WHAT IS EXPECTED
Copy out each of the lines below that contains the word "bridge".

----- DATA FOR PROCESSING -----

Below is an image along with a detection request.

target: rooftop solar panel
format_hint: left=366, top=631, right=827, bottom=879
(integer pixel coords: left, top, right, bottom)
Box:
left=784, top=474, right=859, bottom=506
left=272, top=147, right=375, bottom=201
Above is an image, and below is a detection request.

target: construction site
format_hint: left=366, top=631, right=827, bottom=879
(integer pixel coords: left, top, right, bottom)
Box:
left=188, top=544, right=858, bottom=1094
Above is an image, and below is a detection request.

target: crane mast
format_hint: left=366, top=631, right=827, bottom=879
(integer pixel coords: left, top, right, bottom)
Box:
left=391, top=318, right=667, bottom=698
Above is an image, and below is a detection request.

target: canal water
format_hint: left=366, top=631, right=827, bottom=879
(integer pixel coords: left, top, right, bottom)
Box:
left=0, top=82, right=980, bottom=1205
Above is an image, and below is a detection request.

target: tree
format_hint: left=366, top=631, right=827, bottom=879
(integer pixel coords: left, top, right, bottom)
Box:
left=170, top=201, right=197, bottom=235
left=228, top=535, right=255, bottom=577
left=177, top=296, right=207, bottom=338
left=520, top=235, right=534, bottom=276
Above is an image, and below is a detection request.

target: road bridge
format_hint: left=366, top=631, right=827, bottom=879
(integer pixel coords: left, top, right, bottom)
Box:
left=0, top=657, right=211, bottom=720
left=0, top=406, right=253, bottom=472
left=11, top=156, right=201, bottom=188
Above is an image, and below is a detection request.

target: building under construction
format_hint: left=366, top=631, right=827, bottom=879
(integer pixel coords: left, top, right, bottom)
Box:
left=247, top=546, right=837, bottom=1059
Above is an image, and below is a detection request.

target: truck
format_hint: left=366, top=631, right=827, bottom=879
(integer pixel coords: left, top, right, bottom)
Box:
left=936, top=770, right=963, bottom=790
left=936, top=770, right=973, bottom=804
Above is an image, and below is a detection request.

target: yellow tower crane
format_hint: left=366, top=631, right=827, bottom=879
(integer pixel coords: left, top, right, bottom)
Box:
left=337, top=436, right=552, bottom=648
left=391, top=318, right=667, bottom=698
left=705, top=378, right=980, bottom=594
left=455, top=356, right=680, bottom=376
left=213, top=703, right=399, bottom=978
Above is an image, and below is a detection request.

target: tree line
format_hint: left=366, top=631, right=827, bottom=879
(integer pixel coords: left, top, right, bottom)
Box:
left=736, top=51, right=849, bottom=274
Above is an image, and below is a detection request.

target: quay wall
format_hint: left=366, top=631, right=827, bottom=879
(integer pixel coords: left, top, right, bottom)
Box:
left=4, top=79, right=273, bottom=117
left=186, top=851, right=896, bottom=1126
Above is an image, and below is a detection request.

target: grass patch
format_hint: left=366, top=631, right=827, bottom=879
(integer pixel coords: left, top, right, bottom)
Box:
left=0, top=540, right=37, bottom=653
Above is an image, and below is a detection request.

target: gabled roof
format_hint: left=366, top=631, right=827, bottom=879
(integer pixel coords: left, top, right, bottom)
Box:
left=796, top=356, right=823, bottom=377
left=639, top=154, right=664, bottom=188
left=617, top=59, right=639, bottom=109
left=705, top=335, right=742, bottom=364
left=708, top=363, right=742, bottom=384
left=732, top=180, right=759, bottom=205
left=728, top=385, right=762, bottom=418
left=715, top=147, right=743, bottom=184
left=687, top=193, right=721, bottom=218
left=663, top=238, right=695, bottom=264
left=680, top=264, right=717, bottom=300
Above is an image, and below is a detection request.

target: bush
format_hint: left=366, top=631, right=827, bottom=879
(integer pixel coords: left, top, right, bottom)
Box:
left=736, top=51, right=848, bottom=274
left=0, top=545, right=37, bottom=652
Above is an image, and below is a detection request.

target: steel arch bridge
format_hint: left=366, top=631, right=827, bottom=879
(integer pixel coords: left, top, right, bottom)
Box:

-----

ANSWER
target: road bridge
target: steel arch bridge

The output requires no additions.